Short problem: Everything from the line containing "Q: Point out each instance of the house" down to the last line of the entries below must be transcribed exactly, and nothing else.

-- begin Records for processing --

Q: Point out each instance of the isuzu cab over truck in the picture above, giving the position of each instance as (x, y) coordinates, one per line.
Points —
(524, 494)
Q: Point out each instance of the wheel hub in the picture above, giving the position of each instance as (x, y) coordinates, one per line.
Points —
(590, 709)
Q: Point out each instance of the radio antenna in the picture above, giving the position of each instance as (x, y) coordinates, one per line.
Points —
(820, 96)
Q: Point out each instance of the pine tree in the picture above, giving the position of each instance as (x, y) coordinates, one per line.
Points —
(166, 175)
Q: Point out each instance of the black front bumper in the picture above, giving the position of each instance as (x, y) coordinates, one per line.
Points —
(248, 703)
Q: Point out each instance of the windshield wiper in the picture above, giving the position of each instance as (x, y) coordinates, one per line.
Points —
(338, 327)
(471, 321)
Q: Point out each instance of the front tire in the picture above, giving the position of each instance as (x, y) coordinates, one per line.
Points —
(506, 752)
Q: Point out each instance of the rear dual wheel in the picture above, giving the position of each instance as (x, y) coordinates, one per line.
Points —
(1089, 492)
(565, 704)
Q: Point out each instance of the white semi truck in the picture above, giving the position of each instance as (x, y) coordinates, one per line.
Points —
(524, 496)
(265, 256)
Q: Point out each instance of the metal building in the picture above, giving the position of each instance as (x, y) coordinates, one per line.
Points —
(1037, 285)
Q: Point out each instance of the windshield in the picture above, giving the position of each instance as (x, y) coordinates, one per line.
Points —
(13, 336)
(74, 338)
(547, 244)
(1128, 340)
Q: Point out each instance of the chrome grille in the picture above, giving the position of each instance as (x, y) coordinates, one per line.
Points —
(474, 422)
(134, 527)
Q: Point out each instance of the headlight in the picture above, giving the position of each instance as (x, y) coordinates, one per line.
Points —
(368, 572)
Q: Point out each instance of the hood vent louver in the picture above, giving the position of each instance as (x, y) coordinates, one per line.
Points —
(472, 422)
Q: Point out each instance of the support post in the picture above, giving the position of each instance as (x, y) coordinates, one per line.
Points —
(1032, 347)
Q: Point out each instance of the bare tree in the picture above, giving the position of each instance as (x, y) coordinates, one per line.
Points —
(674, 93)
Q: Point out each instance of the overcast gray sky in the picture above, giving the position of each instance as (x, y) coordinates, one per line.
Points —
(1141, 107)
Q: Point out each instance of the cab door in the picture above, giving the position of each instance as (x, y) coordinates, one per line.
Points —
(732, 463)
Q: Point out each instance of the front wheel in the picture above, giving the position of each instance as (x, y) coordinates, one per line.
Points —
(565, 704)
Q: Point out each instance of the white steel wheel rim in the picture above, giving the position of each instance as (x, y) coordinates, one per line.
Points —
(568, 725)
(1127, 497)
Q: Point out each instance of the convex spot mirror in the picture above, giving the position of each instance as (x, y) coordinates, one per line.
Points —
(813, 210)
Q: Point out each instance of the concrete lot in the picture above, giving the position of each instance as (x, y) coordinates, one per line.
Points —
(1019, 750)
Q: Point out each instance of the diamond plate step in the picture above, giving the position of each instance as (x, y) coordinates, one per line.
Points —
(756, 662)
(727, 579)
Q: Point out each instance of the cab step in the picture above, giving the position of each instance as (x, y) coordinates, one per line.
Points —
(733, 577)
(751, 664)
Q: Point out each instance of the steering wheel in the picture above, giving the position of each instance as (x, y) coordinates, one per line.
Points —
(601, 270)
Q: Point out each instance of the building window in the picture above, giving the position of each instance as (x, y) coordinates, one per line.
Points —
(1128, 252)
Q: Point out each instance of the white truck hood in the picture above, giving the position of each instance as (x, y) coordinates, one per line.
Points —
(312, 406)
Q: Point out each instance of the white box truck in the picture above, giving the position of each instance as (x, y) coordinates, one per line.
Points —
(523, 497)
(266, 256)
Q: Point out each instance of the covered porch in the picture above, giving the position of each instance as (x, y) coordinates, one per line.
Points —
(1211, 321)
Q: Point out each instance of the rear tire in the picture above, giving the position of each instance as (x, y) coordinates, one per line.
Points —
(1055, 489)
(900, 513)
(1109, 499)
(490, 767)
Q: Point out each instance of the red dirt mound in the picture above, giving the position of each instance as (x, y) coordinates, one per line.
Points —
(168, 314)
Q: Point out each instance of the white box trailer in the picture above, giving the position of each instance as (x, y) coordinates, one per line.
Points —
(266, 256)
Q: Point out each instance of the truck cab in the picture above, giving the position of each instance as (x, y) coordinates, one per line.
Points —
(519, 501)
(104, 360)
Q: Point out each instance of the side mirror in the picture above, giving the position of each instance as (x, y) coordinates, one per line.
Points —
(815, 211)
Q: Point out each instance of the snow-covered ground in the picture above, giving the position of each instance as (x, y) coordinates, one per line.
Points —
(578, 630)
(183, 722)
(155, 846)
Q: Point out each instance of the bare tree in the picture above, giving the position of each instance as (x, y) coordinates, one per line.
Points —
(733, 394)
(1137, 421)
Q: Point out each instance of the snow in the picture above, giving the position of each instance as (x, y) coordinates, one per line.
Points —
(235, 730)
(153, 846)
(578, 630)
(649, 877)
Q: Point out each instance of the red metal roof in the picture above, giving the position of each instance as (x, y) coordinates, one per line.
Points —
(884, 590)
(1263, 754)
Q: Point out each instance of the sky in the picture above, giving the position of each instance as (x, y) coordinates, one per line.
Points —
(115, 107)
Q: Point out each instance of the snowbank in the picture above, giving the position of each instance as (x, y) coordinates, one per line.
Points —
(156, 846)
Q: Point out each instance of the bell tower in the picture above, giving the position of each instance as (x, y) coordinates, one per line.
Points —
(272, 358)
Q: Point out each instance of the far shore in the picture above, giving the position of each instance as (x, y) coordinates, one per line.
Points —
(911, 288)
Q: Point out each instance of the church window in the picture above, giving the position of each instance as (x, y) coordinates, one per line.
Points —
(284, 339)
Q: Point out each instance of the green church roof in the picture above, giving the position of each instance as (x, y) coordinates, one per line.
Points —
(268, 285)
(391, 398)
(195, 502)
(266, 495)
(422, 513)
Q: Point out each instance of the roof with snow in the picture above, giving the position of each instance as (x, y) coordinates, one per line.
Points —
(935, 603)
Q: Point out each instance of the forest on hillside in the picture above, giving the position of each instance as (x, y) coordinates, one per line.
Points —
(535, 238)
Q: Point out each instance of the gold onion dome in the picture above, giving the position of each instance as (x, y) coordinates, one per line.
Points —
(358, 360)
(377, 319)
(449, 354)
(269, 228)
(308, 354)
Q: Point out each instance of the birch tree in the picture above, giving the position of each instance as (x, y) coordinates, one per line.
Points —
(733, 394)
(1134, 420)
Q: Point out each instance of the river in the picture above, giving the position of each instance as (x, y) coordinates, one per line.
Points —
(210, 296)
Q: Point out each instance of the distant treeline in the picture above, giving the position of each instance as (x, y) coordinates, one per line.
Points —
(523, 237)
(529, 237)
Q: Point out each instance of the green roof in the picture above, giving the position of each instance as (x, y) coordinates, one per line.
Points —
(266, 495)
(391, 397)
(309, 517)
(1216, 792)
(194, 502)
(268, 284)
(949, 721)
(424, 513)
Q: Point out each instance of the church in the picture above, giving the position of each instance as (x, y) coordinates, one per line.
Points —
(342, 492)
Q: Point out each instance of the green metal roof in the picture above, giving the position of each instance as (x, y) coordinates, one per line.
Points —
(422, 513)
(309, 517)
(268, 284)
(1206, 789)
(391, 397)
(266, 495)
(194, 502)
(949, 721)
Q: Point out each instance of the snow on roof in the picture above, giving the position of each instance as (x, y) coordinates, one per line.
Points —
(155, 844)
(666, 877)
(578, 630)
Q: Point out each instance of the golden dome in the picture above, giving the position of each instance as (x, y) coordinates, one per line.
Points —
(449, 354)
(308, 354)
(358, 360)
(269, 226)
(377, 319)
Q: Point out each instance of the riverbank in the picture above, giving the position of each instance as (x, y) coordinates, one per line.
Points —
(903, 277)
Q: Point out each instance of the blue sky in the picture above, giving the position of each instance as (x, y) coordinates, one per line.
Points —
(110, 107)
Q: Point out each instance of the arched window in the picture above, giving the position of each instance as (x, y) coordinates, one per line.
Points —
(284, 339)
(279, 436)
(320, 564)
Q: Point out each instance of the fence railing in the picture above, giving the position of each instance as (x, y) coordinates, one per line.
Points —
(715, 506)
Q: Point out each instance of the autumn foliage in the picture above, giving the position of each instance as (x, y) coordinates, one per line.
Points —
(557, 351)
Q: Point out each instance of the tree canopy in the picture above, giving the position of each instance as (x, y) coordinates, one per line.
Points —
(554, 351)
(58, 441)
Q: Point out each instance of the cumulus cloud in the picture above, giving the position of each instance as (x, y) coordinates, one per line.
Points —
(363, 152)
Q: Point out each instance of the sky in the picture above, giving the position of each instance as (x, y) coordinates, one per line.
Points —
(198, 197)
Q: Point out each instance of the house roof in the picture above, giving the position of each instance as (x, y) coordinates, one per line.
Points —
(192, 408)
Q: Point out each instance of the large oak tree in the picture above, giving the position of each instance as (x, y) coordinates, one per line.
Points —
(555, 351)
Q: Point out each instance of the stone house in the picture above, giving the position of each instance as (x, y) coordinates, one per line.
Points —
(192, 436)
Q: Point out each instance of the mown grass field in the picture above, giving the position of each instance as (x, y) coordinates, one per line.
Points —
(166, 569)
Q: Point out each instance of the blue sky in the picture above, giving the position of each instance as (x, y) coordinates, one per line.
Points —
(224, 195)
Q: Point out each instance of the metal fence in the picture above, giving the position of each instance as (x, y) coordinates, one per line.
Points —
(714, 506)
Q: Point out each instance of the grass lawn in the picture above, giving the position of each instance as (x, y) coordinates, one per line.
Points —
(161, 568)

-- end Records for processing --

Task result:
Q: Point out each instance of the house roof in the picture above, giving the position of each instance as (x, y) coordinates, one per line.
Points —
(192, 408)
Q: Point out each instance of the large oak tree in the picture above, giving the position of each instance as (x, y) coordinates, one per line.
Points —
(555, 351)
Q: Point out each instance of the stone house in the picture above, giving the position of each instance as (x, y) coordinates, one per line.
Points —
(192, 436)
Q: Point out each instance of the mown grass field in the picture above, giving the position of each instance as (x, y) coordinates, one per line.
Points —
(166, 569)
Q: Point out each instance of the blue sky in the picture above, giving the position of each instance as (x, y) coordinates, one per line.
Points —
(224, 195)
Q: Point out each instance of the metal fence in the picture above, giving the position of each instance as (x, y) coordinates, one per line.
Points —
(714, 506)
Q: Point out each instance of the grass lawn in the picture above, giving the position of each instance as (x, y) coordinates, one per line.
Points —
(161, 568)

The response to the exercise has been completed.